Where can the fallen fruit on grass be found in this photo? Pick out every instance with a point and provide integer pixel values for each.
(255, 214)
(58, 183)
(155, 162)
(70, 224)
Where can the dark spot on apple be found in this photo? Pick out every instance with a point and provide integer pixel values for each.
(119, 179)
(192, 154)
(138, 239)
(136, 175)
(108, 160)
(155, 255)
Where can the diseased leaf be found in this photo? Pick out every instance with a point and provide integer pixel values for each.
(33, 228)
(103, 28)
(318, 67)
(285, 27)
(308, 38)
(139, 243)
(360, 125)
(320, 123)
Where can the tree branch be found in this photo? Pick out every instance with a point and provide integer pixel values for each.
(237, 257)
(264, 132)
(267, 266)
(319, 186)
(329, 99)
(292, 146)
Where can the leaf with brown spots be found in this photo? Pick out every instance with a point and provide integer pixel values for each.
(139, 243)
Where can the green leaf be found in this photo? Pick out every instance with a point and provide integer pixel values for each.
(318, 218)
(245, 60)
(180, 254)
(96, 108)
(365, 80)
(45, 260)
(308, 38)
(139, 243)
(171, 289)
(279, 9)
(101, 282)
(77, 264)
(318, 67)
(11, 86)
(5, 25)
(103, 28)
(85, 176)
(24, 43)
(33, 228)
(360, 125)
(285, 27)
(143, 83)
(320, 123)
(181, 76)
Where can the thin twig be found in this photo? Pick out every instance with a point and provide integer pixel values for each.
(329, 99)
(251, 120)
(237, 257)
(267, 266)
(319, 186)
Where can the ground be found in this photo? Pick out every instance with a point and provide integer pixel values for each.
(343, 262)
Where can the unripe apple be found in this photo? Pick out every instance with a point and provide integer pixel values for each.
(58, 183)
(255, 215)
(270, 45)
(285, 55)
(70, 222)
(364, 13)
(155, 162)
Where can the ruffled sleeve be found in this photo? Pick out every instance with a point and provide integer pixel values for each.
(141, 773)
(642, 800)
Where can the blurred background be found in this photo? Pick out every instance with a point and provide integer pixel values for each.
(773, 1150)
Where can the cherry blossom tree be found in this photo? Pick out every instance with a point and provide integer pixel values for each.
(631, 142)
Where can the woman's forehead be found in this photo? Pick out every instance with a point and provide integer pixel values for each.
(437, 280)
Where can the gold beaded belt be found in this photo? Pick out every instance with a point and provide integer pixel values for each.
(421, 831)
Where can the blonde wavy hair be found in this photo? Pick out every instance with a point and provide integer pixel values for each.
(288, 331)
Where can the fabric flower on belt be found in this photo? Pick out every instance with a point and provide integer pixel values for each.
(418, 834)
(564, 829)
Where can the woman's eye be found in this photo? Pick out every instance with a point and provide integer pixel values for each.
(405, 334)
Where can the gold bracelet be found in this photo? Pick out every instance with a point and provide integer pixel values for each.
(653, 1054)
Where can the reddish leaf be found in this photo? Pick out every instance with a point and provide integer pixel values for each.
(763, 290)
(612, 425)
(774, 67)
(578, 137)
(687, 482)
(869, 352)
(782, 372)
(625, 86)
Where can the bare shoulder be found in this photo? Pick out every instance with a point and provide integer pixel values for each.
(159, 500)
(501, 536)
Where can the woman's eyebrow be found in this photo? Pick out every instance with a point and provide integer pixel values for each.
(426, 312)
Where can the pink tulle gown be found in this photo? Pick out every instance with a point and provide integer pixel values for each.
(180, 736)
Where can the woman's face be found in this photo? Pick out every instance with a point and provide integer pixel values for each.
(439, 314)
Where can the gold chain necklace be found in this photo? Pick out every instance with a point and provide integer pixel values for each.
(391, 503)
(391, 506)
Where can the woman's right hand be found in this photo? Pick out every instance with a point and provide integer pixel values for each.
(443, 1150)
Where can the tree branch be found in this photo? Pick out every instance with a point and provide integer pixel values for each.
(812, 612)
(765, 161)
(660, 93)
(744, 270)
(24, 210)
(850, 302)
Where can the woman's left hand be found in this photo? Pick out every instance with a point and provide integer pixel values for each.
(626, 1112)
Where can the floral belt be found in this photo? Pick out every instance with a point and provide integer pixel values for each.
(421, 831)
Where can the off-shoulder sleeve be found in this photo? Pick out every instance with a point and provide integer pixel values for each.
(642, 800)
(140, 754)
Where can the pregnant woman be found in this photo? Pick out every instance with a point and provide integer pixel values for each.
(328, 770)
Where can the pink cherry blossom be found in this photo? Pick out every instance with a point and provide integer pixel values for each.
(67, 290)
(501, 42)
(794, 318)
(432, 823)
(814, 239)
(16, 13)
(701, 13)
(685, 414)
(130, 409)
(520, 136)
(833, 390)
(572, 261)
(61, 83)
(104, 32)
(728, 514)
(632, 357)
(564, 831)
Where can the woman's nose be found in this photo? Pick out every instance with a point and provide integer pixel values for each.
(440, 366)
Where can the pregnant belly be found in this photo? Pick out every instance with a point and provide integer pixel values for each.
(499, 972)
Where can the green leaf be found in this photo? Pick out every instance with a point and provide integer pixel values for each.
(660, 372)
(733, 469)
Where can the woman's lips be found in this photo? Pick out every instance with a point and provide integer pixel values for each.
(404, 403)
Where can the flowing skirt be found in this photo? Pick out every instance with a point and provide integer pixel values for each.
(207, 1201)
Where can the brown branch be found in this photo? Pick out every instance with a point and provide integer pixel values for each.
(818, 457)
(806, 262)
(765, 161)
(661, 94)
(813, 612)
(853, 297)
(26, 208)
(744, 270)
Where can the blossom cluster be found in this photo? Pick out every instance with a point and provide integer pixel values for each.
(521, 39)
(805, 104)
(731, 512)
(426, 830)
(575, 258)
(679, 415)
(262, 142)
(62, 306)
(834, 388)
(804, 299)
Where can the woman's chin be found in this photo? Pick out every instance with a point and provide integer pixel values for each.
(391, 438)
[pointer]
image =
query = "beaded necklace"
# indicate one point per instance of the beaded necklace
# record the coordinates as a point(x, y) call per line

→ WHAT THIS TASK INVOLVES
Beginning with the line that contains "# indicate one", each line of the records above through the last one must be printed word for word.

→ RESULT BELOW
# indicate one point per instance of the beaded necklace
# record the coordinates as a point(x, y) call per line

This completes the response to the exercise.